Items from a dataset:
________________________

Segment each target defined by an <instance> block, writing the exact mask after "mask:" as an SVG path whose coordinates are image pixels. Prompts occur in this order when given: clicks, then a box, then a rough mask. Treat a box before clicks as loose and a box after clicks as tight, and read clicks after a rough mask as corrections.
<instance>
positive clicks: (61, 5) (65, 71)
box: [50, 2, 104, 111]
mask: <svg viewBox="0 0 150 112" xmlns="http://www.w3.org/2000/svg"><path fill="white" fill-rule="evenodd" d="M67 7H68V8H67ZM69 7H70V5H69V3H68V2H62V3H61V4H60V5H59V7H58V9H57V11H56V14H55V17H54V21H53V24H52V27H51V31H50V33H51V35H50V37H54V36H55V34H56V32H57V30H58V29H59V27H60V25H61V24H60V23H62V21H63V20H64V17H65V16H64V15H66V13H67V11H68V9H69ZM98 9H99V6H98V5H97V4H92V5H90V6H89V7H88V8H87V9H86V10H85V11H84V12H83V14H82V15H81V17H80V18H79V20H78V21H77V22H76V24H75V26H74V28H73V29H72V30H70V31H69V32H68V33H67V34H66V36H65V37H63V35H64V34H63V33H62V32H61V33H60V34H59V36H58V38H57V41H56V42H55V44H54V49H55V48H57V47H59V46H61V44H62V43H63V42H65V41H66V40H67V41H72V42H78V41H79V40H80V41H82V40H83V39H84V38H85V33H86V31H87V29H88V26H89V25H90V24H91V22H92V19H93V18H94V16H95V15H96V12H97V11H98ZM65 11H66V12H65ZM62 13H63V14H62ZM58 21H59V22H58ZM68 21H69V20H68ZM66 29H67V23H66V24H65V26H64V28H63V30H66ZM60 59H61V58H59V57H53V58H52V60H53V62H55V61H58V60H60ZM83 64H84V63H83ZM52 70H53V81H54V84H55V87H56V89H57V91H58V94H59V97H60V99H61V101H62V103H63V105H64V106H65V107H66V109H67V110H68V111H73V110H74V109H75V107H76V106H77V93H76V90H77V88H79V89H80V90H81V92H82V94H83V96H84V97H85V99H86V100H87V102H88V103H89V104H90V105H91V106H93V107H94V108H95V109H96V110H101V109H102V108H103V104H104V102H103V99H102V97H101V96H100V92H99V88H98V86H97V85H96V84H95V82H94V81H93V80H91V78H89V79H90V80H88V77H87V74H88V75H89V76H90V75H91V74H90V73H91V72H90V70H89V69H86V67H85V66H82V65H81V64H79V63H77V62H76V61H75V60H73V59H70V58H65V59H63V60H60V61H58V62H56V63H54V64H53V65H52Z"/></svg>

________________________

Prompt
All of the entries must be given again, word for word.

Written solution
Segment each target defined by an <instance> block, writing the exact mask after "mask:" as an SVG path whose coordinates are image pixels. Prompts occur in this order when given: clicks, then a box, then a rough mask. Treat a box before clicks as loose and a box after clicks as tight, and read clicks after a rough mask as corrections.
<instance>
positive clicks: (61, 5) (65, 71)
box: [50, 2, 104, 111]
mask: <svg viewBox="0 0 150 112" xmlns="http://www.w3.org/2000/svg"><path fill="white" fill-rule="evenodd" d="M67 7H68V8H67ZM69 7H70V5H69V3H68V2H62V3H61V4H60V5H59V7H58V9H57V11H56V14H55V17H54V21H53V24H52V27H51V31H50V33H51V35H50V37H54V36H55V34H56V32H57V30H58V29H59V27H60V25H61V24H60V23H62V21H63V20H64V17H65V16H64V15H66V13H67V11H68V9H69ZM98 9H99V6H98V5H97V4H92V5H90V6H89V7H88V8H87V9H86V10H85V11H84V12H83V14H82V15H81V17H80V18H79V20H78V21H77V22H76V24H75V26H74V28H73V29H72V30H70V31H69V32H68V33H67V34H66V36H65V37H63V35H64V34H63V33H62V32H61V33H60V34H59V36H58V38H57V41H56V42H55V44H54V49H55V48H57V47H59V46H61V44H62V43H63V42H65V41H66V40H67V41H72V42H78V41H79V40H80V41H82V40H83V39H84V38H85V33H86V31H87V29H88V26H89V25H90V24H91V22H92V19H93V18H94V16H95V15H96V12H97V11H98ZM65 11H66V12H65ZM62 13H63V14H62ZM58 21H59V22H58ZM68 21H69V20H68ZM66 29H67V23H66V24H65V26H64V28H63V30H66ZM60 59H61V58H59V57H53V58H52V60H53V62H55V61H58V60H60ZM83 64H84V63H83ZM52 70H53V81H54V84H55V87H56V89H57V91H58V94H59V97H60V99H61V101H62V103H63V105H64V106H65V107H66V109H67V110H68V111H73V110H74V109H75V107H76V106H77V93H76V90H77V88H79V89H80V90H81V92H82V94H83V96H84V97H85V99H86V100H87V102H88V103H89V104H90V105H91V106H93V107H94V108H95V109H96V110H101V109H102V108H103V104H104V102H103V99H102V97H101V96H100V92H99V88H98V86H97V85H96V84H95V82H94V81H93V80H91V78H89V79H90V80H88V77H87V74H88V75H89V76H90V75H91V74H90V73H91V72H90V70H89V69H86V67H85V66H82V65H81V64H79V63H77V62H76V61H75V60H73V59H70V58H65V59H63V60H60V61H58V62H56V63H54V64H53V65H52Z"/></svg>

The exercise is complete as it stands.